What to produce: Put the lines below into a numbered list, skipping blank lines and leaving the pictures out.

(Saved entries)
------------------------------------
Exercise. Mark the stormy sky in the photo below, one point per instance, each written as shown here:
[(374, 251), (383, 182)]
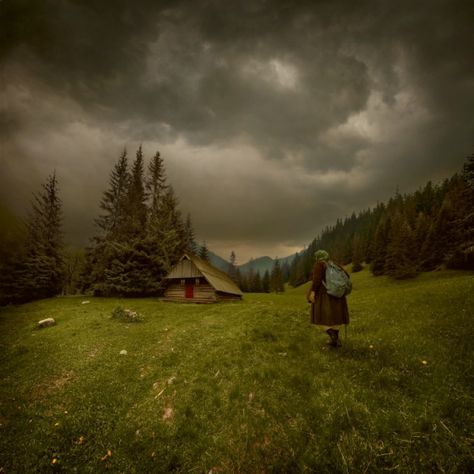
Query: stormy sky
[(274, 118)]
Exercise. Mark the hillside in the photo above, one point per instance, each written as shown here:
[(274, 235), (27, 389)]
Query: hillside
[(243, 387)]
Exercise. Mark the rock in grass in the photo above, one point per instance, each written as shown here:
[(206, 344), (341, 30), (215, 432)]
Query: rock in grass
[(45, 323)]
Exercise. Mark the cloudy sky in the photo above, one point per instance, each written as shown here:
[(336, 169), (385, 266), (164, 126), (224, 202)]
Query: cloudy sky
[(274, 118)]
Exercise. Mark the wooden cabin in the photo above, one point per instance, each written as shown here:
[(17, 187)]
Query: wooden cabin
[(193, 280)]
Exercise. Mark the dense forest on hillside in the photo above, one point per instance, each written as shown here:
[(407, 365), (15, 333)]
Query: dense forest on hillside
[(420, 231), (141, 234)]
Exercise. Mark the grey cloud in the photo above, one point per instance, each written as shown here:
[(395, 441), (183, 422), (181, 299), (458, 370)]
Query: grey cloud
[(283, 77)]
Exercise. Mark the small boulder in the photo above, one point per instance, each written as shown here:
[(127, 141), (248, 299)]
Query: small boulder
------------------------------------
Response to this exercise:
1. Exercise. Mark the stormy sky in the photo below, one point per instance, each written as shown here:
2. [(374, 251), (383, 182)]
3. Query: stormy sky
4. [(274, 118)]
5. Exercise. Mark the hillside in the photo above, one point per instance, each written as shown here:
6. [(274, 235), (27, 389)]
7. Query: hillside
8. [(243, 387)]
9. Exercise. Mark the rock in grass in the photo above, one point per instance, each written as shown here:
10. [(206, 344), (341, 30), (215, 432)]
11. Query: rock in grass
12. [(45, 323)]
13. Exercise. Mark the cloudy sky in the photo above, one point per instance, each written as shown here:
14. [(336, 169), (385, 266), (164, 126), (224, 202)]
15. Query: cloudy sky
16. [(274, 118)]
17. Exercise. Mark the wooden cabin in the photo above, one point per instance, each written as shown here:
18. [(17, 187)]
19. Query: wooden cabin
20. [(193, 280)]
21. Exercise. Mark the dense forest on hillside in the photo above, one point per instance, each written as shown here:
22. [(407, 365), (15, 333)]
23. Query: dense forest on hillside
24. [(420, 231), (141, 234)]
25. Exercise. Mark the grey cloud in the photo above, one point per instance, each written as shown here:
26. [(395, 441), (183, 422), (181, 299), (458, 370)]
27. Query: grey cloud
28. [(283, 77)]
29. Exercise. Mark the small boulder in the photo above, one point per instance, each written as shown here:
30. [(127, 141), (248, 299)]
31. Query: small boulder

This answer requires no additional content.